• _REQUIRED ACTIONS_:
- 1) Output the passage of the news article on juvenile crime and parents that begins at the words "He pointed to" and stops after the words "or community-wide crimes.", copied verbatim.
- 2) Pick up the article about the Kankakee County state's attorney and parental accountability from its final sentence and continue it.

• _TEXT SEGMENT_:
** Begin **

KANKAKEE — Police have been questioned. Mayors have been cited. Prosecutors have been challenged. All in regard to the scope of the problem with juvenile law-breakers.

A group noticeably absent from that collection of people being queried, Kankakee County State’s Attorney Jim Rowe said, is the one closest — or at least the group that should be closest — to these offenders: the parents.

Rowe did not omit that group when he talked about the work to stop the cycle of crime which is plaguing this region.

He said no amount of after-school mentoring programs or special fishing clubs will abate this crime cycle if the parents aren’t involved in the lives of these children who eventually become entangled with law enforcement.

Speaking at Wednesday’s “2021 State of the County” breakfast presented by the Kankakee County Chamber of Commerce, Rowe asked a simple question of those gathered at the Knights of Columbus banquet room.

“Where are our parents?” he asked. “It’s time to start calling them out. It’s time to start pushing back. We have to start holding the parents accountable.”

After the two-hour program, the two-term state’s attorney expounded on his comments which pointed the finger of crime problems squarely at parenting — or more correctly — the lack of parenting.

“Where are these parents when their kids are out until 2 or 3 in the morning? When kids are out shooting up the community?” he asked. “Parents have the ability to prevent this. They are not taking their jobs seriously. It’s my opinion that many of these parents are actually empowering kids doing this.”

He pointed to known residences of gang members where parents do battle with law enforcement, preventing them from getting to the source of neighborhood or community-wide crimes.

** End **

• _DATA EXCERPT_:
** Begin **

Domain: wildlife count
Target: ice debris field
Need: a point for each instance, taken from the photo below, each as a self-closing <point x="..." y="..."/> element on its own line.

** End **

• _RESULTS IN ORDER_:
- 1)
He pointed to known residences of gang members where parents do battle with law enforcement, preventing them from getting to the source of neighborhood or community-wide crimes.

- 2)
Rowe noted there are civil liability laws that can be used to deal with some of these matters, but there is no criminal laws to hold these problem residents accountable for the damage they are bringing to the front doors of others.

It will take action in Springfield to create such a vehicle needed to grab the attention of parents, he said.

In the most basic of terms, Rowe said these problematic young residents — in which he estimated are fewer that 15 — “are simply not being raised by their parents.”

He estimated this group of minors are likely causing 90 percent of the area’s shooting incidents.

He said some aspect of this can leave someone scratching their head.

“You know, we can hold parents accountable for not getting their kids to school, but we can’t hold them accountable when their kids are shooting up the neighborhood,” he said.

He added.

“These parents are simply AWOL, and we can’t make a parent be a parent,” he said. “But let’s make a law to make them accountable for their children’s actions.”

Without such a law, he said, the enabling behavior will continue and will likely grow.

“Right now, there is no accountability,” he said.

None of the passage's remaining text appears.